>> begin Listed records
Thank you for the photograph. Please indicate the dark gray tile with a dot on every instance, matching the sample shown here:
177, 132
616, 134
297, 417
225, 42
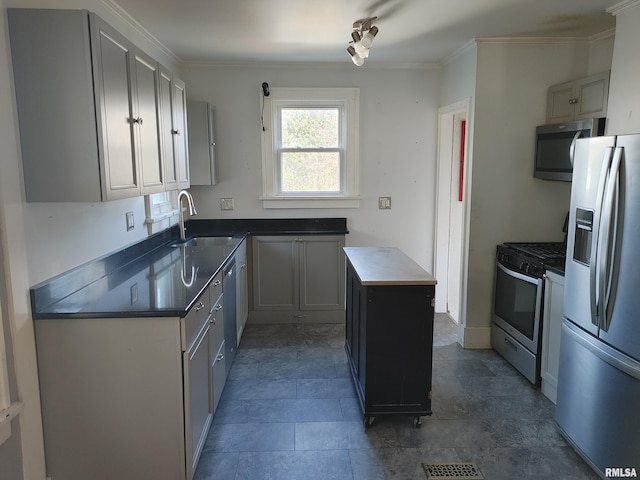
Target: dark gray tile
290, 411
254, 437
322, 368
326, 388
344, 436
351, 410
308, 465
215, 466
232, 411
460, 368
260, 389
265, 355
527, 464
397, 463
296, 410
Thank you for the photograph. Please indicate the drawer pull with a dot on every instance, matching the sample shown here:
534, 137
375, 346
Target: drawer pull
199, 306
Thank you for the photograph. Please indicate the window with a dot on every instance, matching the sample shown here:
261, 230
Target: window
310, 148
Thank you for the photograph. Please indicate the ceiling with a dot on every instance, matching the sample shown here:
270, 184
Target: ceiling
410, 31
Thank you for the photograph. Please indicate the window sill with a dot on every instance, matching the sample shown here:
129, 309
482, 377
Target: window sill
311, 202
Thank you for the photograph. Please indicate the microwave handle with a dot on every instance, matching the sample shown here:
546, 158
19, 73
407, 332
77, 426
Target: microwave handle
572, 148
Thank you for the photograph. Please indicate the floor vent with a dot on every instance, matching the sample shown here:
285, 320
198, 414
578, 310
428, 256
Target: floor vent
452, 471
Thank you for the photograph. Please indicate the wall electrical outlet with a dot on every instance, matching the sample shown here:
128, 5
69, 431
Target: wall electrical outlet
130, 223
384, 203
226, 204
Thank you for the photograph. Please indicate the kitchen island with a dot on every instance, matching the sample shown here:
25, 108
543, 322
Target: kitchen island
389, 332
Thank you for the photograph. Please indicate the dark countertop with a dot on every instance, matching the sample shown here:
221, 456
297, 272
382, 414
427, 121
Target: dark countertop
153, 278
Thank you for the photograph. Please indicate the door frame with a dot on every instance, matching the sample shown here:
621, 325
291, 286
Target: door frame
447, 157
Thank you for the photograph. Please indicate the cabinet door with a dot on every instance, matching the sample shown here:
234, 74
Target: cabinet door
198, 403
112, 57
551, 328
592, 93
146, 123
166, 129
275, 273
201, 143
321, 272
180, 133
561, 101
242, 295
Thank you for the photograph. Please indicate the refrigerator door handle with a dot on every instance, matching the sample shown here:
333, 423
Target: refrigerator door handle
613, 357
594, 279
572, 148
608, 238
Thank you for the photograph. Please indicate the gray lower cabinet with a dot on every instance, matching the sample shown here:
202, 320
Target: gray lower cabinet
242, 293
88, 105
130, 398
298, 278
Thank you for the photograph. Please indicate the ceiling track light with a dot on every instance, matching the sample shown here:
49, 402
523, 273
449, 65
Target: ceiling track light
362, 39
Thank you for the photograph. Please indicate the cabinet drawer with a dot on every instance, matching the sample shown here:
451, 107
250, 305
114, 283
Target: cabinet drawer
216, 332
215, 288
195, 319
218, 376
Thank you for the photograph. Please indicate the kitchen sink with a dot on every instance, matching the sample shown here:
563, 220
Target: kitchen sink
203, 242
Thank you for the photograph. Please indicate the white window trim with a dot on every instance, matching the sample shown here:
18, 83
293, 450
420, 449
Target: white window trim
350, 196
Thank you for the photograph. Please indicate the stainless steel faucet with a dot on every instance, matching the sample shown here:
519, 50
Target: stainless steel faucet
192, 209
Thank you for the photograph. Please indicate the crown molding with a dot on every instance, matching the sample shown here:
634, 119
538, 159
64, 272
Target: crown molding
622, 7
134, 24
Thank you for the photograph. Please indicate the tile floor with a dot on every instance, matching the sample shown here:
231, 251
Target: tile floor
289, 412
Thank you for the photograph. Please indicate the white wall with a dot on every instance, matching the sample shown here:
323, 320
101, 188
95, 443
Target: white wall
624, 94
398, 125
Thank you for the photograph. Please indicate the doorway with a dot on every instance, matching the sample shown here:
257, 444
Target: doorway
451, 201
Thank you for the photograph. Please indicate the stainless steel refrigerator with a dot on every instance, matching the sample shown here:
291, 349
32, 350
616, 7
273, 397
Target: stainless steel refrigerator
598, 403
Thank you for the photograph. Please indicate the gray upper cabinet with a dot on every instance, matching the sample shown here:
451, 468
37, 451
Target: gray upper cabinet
202, 154
173, 130
88, 108
579, 99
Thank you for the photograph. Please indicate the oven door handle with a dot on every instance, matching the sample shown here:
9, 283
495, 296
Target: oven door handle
518, 275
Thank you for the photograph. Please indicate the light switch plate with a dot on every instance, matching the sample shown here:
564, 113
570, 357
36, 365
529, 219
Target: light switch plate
130, 222
226, 204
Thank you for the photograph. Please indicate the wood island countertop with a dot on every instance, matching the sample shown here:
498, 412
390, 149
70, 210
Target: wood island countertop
386, 266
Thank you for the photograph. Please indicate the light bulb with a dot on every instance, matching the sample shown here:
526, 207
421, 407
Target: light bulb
357, 59
367, 38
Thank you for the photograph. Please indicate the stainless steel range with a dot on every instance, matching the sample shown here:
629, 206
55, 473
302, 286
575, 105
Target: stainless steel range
516, 329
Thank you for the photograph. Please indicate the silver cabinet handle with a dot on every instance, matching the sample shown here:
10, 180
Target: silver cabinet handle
199, 306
>> end Listed records
= The problem =
Rewrite the records from the line containing "Thank you for the photograph. Please indicate the gray upper" through the end of the records, leaving the requests and their sample coordinates as they are. Multiply every answer coordinate by 0.75 and round each result to a whole number, with halves rounded up.

= Result of this exercise =
Thank you for the photograph. Please indicate the gray upper cabinet with a dot on every instance, matching the sample shown here:
451, 468
37, 451
Target: gray upper cabinet
152, 116
130, 98
66, 81
434, 74
Thank you for the photograph. Please indicate the oven door handle with a dot on every instance, matching the sample shown here:
9, 283
495, 296
Target: oven door handle
389, 206
Thank you for the photograph. Please indicate the light switch plate with a dot on every instance, matching the sample shown here:
564, 113
570, 357
36, 365
529, 219
Target: light switch plate
98, 167
170, 153
Thank you for the photograph. Please indicate the wood island countertop with a dot on every instance, matching the sample shown here:
498, 412
390, 149
70, 210
Target: wood island countertop
290, 200
Thank you for the photograph. Please indicate the light bulb with a dot on every instance, matching the sample shown here:
526, 207
421, 407
Target: light bulb
268, 44
275, 29
Thank you for the photograph. Please indicate the stainless steel range with a dot on every instance, matching the sample shown here:
629, 206
55, 473
302, 286
575, 105
Target: stainless steel range
387, 247
Thank you for the photograph. Please indicate the silver cabinet handle with a dot on every instance, matching the sample shown here:
10, 180
Target: silver cabinet handle
149, 230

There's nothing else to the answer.